_What the task asks_
Count the rows below that contain the string "handle", with case counting, and reply with that number alone.
********
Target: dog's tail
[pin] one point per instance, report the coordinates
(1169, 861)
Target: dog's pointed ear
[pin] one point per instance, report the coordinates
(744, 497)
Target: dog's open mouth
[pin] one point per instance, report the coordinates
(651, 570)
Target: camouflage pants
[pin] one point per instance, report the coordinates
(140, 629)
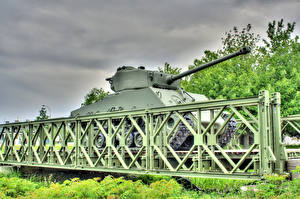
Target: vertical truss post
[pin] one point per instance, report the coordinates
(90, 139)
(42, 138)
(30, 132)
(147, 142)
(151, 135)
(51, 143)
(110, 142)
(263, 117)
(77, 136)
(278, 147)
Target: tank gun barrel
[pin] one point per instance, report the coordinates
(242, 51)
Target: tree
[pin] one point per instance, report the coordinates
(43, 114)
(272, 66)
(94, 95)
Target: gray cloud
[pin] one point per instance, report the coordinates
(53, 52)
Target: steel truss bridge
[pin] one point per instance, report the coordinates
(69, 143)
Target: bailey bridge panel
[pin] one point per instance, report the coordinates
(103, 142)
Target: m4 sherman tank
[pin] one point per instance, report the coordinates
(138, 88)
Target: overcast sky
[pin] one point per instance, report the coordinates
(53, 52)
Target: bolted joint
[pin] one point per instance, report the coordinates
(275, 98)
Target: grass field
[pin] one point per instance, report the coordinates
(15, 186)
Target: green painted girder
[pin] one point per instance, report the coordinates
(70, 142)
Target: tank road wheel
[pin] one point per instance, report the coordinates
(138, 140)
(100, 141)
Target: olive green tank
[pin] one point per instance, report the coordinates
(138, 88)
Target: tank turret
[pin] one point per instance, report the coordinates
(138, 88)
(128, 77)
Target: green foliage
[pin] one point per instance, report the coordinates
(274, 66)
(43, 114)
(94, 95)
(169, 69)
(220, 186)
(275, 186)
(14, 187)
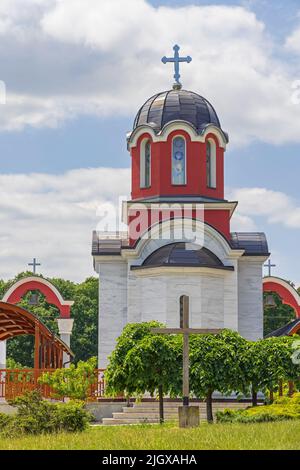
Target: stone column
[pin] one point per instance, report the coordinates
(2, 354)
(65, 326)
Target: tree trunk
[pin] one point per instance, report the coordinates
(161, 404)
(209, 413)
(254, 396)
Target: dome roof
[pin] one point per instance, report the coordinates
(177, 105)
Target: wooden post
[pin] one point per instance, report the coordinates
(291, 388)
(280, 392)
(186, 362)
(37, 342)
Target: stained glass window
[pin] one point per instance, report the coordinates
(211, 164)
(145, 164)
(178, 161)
********
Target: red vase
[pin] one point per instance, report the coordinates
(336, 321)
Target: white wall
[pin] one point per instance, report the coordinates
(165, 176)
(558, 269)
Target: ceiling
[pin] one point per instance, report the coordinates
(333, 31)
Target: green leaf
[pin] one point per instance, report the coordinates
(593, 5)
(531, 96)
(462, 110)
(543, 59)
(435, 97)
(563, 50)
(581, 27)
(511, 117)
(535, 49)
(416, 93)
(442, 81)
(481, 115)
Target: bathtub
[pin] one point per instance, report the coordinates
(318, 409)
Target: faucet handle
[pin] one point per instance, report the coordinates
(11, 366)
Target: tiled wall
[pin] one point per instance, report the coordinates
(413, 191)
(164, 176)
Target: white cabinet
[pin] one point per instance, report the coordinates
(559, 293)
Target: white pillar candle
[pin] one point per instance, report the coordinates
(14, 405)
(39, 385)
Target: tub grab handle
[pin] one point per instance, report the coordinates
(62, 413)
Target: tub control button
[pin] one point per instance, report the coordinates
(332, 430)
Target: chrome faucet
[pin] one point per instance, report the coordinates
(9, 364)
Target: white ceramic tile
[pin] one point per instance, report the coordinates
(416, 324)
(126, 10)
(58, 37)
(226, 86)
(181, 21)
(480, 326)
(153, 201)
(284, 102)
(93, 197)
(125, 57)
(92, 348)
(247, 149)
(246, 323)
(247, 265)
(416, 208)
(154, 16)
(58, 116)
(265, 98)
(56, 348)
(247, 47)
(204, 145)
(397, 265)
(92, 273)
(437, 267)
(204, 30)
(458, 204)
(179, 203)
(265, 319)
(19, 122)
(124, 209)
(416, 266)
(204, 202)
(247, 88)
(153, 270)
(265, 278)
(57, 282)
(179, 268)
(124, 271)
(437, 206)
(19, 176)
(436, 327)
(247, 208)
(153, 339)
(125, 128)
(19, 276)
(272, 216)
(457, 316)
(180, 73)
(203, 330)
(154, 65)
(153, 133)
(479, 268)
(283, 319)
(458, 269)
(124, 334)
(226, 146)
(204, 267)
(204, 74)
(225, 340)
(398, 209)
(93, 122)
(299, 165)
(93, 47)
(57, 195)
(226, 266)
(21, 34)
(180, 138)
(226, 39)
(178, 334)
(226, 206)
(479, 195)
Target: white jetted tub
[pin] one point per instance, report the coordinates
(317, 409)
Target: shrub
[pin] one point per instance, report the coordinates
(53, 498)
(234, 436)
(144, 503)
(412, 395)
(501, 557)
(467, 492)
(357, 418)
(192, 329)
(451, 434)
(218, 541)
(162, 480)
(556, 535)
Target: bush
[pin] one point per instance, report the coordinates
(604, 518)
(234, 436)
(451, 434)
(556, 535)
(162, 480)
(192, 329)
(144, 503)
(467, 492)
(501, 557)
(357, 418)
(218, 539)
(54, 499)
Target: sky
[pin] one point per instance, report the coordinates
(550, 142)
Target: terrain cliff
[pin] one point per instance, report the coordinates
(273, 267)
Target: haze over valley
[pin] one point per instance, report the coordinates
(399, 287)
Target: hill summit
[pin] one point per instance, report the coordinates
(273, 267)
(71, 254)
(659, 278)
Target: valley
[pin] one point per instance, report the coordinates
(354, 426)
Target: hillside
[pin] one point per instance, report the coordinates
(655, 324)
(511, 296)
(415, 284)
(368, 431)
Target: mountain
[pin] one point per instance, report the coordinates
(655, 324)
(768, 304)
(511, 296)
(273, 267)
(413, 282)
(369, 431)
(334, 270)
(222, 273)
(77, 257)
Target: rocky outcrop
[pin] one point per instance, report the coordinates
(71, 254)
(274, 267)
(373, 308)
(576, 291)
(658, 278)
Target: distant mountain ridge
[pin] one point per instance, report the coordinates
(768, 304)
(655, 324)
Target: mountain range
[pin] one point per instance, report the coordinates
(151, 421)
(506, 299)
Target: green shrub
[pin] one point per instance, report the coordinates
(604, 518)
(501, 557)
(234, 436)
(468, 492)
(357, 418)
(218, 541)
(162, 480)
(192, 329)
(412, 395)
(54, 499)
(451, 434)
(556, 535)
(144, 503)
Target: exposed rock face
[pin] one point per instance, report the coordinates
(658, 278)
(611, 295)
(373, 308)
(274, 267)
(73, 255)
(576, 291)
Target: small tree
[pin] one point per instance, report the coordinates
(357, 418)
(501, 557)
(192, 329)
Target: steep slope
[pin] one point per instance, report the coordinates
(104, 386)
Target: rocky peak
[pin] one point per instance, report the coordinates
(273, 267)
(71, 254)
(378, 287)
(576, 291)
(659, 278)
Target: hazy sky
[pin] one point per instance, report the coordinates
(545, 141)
********
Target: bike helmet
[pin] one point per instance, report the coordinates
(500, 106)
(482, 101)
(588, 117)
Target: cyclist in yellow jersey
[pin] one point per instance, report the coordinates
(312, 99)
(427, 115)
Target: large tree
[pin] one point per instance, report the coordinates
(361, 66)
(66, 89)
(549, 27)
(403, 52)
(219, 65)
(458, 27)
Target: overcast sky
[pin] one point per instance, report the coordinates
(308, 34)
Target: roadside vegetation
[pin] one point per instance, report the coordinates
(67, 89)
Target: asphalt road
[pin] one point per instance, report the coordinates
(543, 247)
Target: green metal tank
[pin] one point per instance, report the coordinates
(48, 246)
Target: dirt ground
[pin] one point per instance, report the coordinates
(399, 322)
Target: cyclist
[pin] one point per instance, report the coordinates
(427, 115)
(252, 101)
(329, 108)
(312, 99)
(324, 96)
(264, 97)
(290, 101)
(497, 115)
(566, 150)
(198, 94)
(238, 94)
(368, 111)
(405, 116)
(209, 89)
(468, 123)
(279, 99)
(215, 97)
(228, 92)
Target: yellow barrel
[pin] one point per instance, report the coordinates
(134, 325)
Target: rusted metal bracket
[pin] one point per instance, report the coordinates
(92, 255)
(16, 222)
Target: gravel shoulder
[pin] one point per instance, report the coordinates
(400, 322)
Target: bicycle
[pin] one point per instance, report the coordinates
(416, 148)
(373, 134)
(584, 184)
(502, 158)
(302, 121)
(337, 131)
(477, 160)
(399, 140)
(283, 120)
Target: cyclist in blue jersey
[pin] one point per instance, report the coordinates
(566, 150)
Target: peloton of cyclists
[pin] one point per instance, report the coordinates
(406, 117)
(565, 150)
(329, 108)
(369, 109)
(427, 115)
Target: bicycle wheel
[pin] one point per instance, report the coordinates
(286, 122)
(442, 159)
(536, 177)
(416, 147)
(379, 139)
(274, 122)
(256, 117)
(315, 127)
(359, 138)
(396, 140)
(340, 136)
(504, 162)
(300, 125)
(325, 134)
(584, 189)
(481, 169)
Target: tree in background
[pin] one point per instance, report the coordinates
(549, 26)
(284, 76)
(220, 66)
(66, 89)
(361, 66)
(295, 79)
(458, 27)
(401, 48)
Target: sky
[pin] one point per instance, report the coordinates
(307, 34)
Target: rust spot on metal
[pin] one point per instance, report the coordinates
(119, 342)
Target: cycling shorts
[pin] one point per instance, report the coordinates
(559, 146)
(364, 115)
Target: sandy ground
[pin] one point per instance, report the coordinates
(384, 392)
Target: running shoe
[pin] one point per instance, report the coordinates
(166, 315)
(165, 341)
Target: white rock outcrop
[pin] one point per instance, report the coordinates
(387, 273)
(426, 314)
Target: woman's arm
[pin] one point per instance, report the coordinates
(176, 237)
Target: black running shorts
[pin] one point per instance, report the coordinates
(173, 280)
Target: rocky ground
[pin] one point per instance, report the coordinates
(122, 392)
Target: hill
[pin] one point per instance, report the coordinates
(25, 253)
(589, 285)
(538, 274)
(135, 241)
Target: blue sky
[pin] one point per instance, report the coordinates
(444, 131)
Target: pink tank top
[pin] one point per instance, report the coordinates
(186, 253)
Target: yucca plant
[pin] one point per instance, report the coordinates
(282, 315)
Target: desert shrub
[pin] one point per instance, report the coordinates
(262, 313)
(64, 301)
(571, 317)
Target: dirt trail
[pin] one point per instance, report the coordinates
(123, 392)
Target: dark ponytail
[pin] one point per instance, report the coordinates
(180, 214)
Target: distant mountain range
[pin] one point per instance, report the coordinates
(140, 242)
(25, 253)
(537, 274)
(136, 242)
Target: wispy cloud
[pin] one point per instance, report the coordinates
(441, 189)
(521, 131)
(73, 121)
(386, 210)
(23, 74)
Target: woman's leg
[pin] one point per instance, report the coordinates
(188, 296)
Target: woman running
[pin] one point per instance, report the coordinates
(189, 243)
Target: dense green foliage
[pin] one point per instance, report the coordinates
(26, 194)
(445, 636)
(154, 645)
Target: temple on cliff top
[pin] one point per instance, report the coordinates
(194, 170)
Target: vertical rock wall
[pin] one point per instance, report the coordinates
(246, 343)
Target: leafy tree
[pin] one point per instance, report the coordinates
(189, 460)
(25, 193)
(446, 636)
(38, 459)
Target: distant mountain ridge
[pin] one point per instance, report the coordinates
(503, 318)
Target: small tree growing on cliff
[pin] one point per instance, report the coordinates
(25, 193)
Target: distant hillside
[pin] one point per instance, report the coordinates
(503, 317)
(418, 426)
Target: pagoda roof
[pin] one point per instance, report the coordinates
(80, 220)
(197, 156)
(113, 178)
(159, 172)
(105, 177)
********
_Finished exercise_
2